**Passage provided**
Inventories are valued at the lower of cost or market using the average cost method. Substantially all inventories represent finished goods held for sale. The Company has an arrangement with an HVACR equipment manufacturer and a bonded warehouse agent whereby HVACR equipment is held for sale in bonded warehouses located at the premises of certain of the Company’s operations, with payment due only when products are sold. The supplier retains legal title and substantial management control with respect to the consigned inventory. The Company is responsible for damage to and loss of inventory that may occur at its premises. The Company has the ability to return consigned inventory, at its sole discretion, to the supplier for a specified period of time after receipt of the inventory. Such inventory is accounted for as consigned merchandise and is not recorded on the Company’s balance sheet. The cost of consigned inventory held in the bonded warehouses was $5,466 at February 29, 2004 and $7,693 at February 28, 2003.

 

The terms of the consignment agreement further provide that the Company may be required to purchase inventory not sold within a specified period of time. Historically, most consigned inventory is sold before the specified purchase date, and the supplier has never enforced its right to demand payment, instead permitted such inventory to remain on consignment. As of February 29, 2004 and February 28, 2003, inventory of approximately $207 and $565, respectively, remained on consignment although it had been held in excess of the allowable period of time.

 

Vendor Rebates

 

The Company receives rebates from certain vendors based on the volume of product purchased from the vendor. The Company records rebates when they are earned, i.e. when specified purchase volume levels are reached. Vendor rebates attributable to unsold inventory are carried as a reduction of the carrying value of inventory until such inventory is sold, at which time the related rebates are used to reduce cost of sales.

**Data listing**
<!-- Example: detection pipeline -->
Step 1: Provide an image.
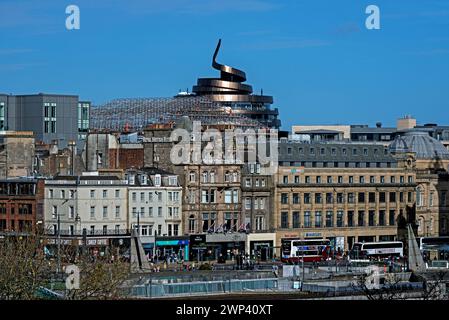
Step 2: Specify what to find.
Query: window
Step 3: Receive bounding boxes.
[337,211,343,228]
[379,210,385,226]
[293,211,300,229]
[225,190,232,203]
[326,192,334,203]
[293,193,299,204]
[304,211,312,228]
[189,214,196,233]
[389,210,396,226]
[348,192,355,203]
[245,198,251,210]
[368,210,375,227]
[358,192,365,203]
[304,193,310,204]
[326,211,334,228]
[357,210,365,227]
[416,187,424,207]
[315,211,322,228]
[281,212,288,229]
[232,189,239,203]
[173,223,179,236]
[256,216,265,231]
[348,211,354,227]
[337,192,344,204]
[281,193,288,204]
[390,192,396,202]
[51,206,58,219]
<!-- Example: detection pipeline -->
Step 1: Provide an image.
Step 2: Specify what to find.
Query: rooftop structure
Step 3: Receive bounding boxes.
[389,130,449,160]
[90,40,280,132]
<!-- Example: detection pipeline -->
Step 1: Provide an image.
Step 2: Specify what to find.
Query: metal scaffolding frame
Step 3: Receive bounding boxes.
[90,96,265,131]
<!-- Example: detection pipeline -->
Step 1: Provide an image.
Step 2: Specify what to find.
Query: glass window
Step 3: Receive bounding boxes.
[281,212,288,229]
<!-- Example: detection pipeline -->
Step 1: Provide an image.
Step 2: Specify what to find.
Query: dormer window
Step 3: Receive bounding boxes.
[154,174,161,187]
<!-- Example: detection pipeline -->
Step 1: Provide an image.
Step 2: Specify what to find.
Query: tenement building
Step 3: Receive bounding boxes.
[0,178,44,234]
[274,141,416,251]
[45,172,129,237]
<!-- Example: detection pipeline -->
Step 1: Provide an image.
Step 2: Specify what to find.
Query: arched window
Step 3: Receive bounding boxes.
[189,214,196,233]
[416,187,423,207]
[418,217,425,235]
[225,171,231,182]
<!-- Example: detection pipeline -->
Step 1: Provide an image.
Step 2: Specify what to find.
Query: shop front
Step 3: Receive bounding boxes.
[154,237,190,261]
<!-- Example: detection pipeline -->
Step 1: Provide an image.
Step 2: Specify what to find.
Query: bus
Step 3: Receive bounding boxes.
[281,238,331,263]
[349,241,404,260]
[417,237,449,260]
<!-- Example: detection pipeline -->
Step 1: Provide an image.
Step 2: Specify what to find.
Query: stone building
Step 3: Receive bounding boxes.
[389,129,449,236]
[45,173,129,236]
[0,131,34,179]
[273,141,416,251]
[0,178,44,233]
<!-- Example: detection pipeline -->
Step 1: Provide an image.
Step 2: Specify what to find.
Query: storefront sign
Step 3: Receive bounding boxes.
[305,232,322,238]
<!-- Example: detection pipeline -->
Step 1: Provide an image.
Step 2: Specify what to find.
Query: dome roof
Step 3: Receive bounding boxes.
[389,130,449,160]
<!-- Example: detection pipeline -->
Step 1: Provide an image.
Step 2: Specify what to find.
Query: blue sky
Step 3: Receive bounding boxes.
[0,0,449,129]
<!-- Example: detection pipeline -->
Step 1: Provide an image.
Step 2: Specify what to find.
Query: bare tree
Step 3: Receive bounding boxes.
[0,232,130,300]
[0,233,50,300]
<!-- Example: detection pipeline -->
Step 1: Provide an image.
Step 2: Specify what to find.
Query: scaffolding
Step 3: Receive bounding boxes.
[90,96,265,131]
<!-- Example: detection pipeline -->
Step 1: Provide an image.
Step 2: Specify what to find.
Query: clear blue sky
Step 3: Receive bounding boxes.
[0,0,449,129]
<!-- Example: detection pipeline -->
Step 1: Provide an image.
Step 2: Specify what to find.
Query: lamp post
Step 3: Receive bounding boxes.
[56,212,61,273]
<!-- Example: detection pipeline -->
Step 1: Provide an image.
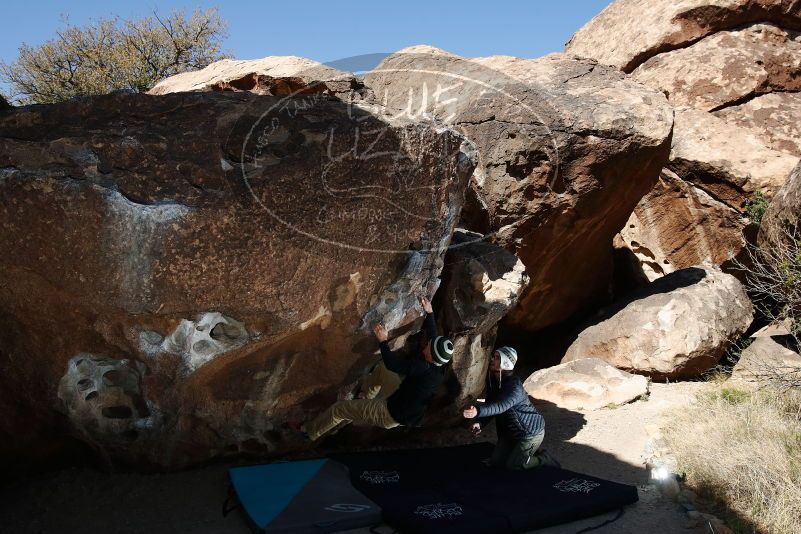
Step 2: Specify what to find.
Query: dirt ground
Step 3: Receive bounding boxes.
[0,382,706,534]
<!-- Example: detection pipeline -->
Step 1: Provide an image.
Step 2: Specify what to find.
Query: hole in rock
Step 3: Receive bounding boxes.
[103,369,122,386]
[78,378,92,391]
[102,406,133,419]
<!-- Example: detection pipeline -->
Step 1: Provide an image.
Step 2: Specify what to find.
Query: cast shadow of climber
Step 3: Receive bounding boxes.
[530,397,649,486]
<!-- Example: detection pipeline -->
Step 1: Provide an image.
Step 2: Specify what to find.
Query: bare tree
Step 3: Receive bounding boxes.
[733,225,801,388]
[0,9,228,104]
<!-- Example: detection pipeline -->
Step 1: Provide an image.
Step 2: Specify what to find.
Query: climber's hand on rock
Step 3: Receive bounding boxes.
[373,323,389,342]
[420,297,434,313]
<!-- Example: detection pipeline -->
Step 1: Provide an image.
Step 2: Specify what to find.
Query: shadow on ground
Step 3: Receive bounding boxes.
[0,401,688,534]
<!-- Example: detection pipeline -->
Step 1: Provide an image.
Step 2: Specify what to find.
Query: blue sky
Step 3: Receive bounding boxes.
[0,0,610,97]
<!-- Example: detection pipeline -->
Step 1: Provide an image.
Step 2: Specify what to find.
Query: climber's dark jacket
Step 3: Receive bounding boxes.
[476,376,545,440]
[379,314,447,426]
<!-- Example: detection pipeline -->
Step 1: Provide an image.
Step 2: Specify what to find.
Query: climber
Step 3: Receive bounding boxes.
[292,297,453,441]
[462,347,559,469]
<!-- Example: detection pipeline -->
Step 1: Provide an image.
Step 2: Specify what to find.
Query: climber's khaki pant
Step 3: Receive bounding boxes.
[306,399,399,441]
[361,360,403,399]
[305,362,402,440]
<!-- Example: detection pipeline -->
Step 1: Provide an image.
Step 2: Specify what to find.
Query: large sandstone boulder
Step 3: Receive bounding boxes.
[523,358,648,410]
[667,108,798,210]
[364,47,672,331]
[435,229,528,408]
[148,56,360,95]
[562,267,753,379]
[620,108,798,280]
[715,92,801,157]
[759,162,801,247]
[731,336,801,383]
[618,169,746,281]
[0,92,475,467]
[567,0,801,284]
[631,24,801,111]
[566,0,801,72]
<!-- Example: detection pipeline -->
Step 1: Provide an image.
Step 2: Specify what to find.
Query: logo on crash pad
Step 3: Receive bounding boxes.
[414,502,463,519]
[553,478,601,493]
[359,471,400,484]
[324,503,370,513]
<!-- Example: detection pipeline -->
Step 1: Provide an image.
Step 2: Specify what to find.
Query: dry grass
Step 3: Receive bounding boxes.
[664,384,801,534]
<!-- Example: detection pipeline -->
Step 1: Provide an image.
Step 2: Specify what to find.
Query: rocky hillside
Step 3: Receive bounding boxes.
[566,0,801,279]
[0,0,801,478]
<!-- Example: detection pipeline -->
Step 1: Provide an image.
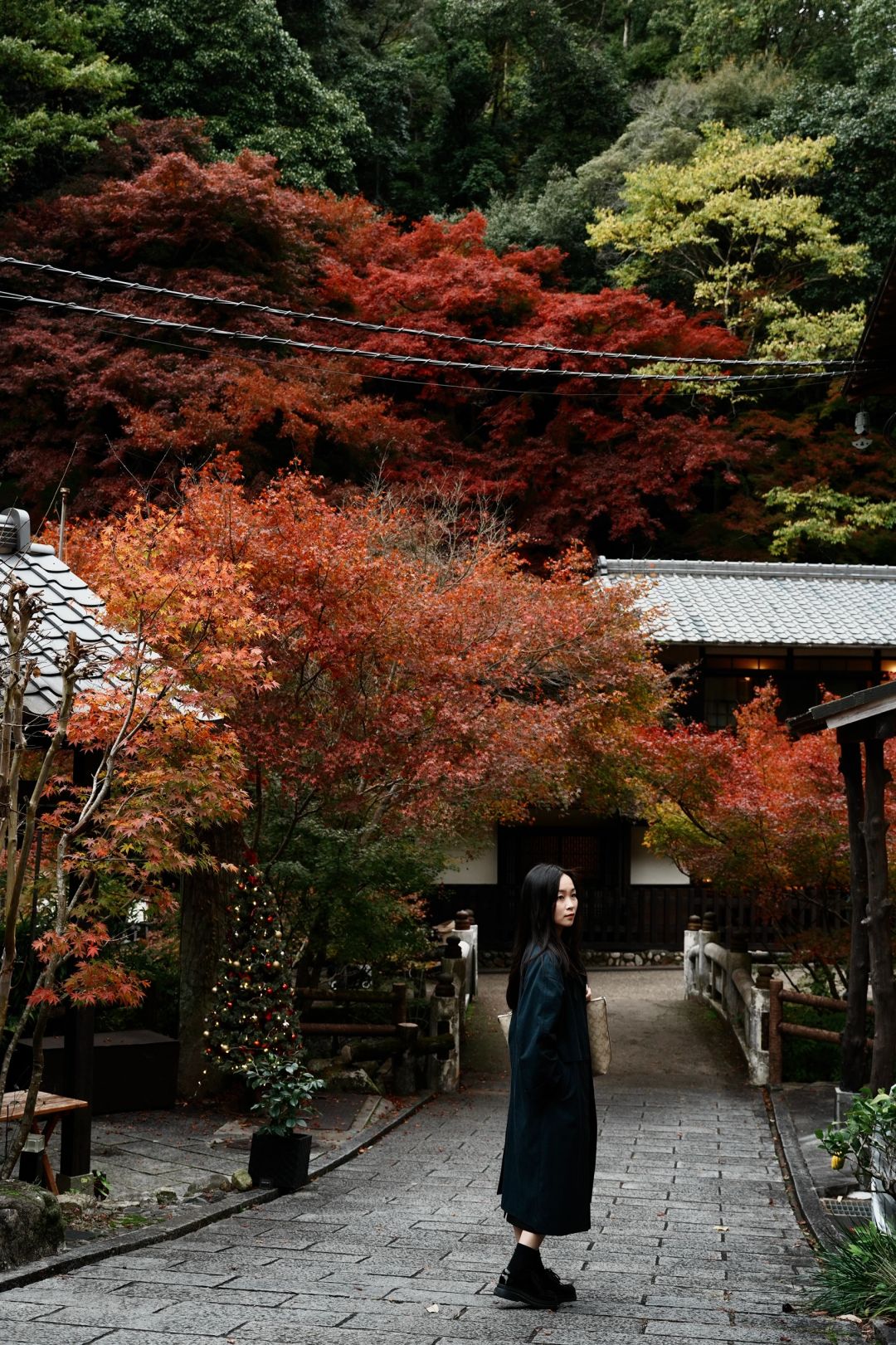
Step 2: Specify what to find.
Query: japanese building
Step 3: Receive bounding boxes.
[439,557,896,951]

**Exercise directions**
Write out the whole passage on inventory and vendor rebates word for word. The material has nothing to do with this.

**Output for this task**
Inventories are valued at the lower of cost or market using the average cost method. Substantially all inventories represent finished goods held for sale. The Company has an arrangement with an HVACR equipment manufacturer and a bonded warehouse agent whereby HVACR equipment is held for sale in bonded warehouses located at the premises of certain of the Company’s operations, with payment due only when products are sold. The supplier retains legal title and substantial management control with respect to the consigned inventory. The Company is responsible for damage to and loss of inventory that may occur at its premises. The Company has the ability to return consigned inventory, at its sole discretion, to the supplier for a specified period of time after receipt of the inventory. Such inventory is accounted for as consigned merchandise and is not recorded on the Company’s balance sheet. The cost of consigned inventory held in the bonded warehouses was $5,466 at February 29, 2004 and $7,693 at February 28, 2003.

 

The terms of the consignment agreement further provide that the Company may be required to purchase inventory not sold within a specified period of time. Historically, most consigned inventory is sold before the specified purchase date, and the supplier has never enforced its right to demand payment, instead permitted such inventory to remain on consignment. As of February 29, 2004 and February 28, 2003, inventory of approximately $207 and $565, respectively, remained on consignment although it had been held in excess of the allowable period of time.

 

Vendor Rebates

 

The Company receives rebates from certain vendors based on the volume of product purchased from the vendor. The Company records rebates when they are earned, i.e. when specified purchase volume levels are reached. Vendor rebates attributable to unsold inventory are carried as a reduction of the carrying value of inventory until such inventory is sold, at which time the related rebates are used to reduce cost of sales.